*** SOURCE
The measures installed under the SHDF were predominantly insulation measures, which accounted for 52% of all measures under Wave 2.1. Solid wall insulation (both external and internal) and other insulation measures including roof and floor insulation made up the majority of this share, alongside electricity related measures (22%) and windows and doors upgrades (16%).

 

What Individual Measures Contribute to an EPC Score

The EPC score is calculated using the Standard Assessment Procedure (SAP), which weights measures by their contribution to the overall energy demand and carbon output of the property. The contribution of each measure varies by property type, but some broad patterns hold:

Loft Insulation

Upgrading from no insulation to 270mm significantly reduces the calculated heat loss through the roof. The EPC impact is typically 5 to 15 points, with larger impacts on detached properties with a proportionally larger roof area. Loft insulation is usually the highest impact per pound spent measure available for an unimproved property.

Cavity Wall Insulation

Filling an unfilled cavity wall typically adds 8 to 20 points to the EPC score, depending on the property type and what other measures are present. For a solid brick semi the calculation is different, there is no cavity to fill, but for the majority of post 1930 properties with unfilled cavities, this is one of the most cost effective EPC improvements available.

Solid Wall Insulation (External or Internal)

The EPC impact of solid wall insulation depends heavily on how much exposed external wall the property has. A detached property with four external elevations sees a much larger improvement than a mid terrace with only front and rear.

 

Published data from the London EPC practice provides a worked example: a 100 year old solid brick end of terrace property rated F31 moved to D55 following solid wall insulation to a U value of 0.30 W/m²K, a 24 point improvement. The same property with additional insulation to a U value of 0.22 moved only one further point to D56, illustrating that there is a point of diminishing returns beyond building regulations compliance.

 

For detached solid wall properties, improvements of three EPC bands, for example E to B, are possible from solid wall insulation combined with other measures.

Heating System Upgrade

Replacing an old G rated gas boiler with a modern A rated condensing boiler adds around 3 to 8 points. A move to an air source heat pump produces a larger improvement in the current SAP methodology because heat pumps use electricity, which SAP weights more favourably than gas on a carbon basis.

 

However, from 2027 the new Home Energy Model (HEM) will introduce a different assessment methodology. Under HEM, heat pump performance is assessed differently and properties currently rated C on a gas boiler may see their rating change. Homeowners planning improvements ahead of this change should be aware that the methodology itself is moving.
******
**WORK TO DO:**
[A] In the EPC text, how many points does filling an unfilled cavity wall typically add to the score?
[B] Please repeat word for word the part of the EPC text that opens with the words containing "The EPC impact of" and closes with "front and rear.".
*** GIVEN DATA
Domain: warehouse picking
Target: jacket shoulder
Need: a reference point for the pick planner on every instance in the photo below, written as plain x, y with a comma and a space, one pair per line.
******
**ANSWER SET:**
[A] 8 to 20 points.

[B]
The EPC impact of solid wall insulation depends heavily on how much exposed external wall the property has. A detached property with four external elevations sees a much larger improvement than a mid terrace with only front and rear.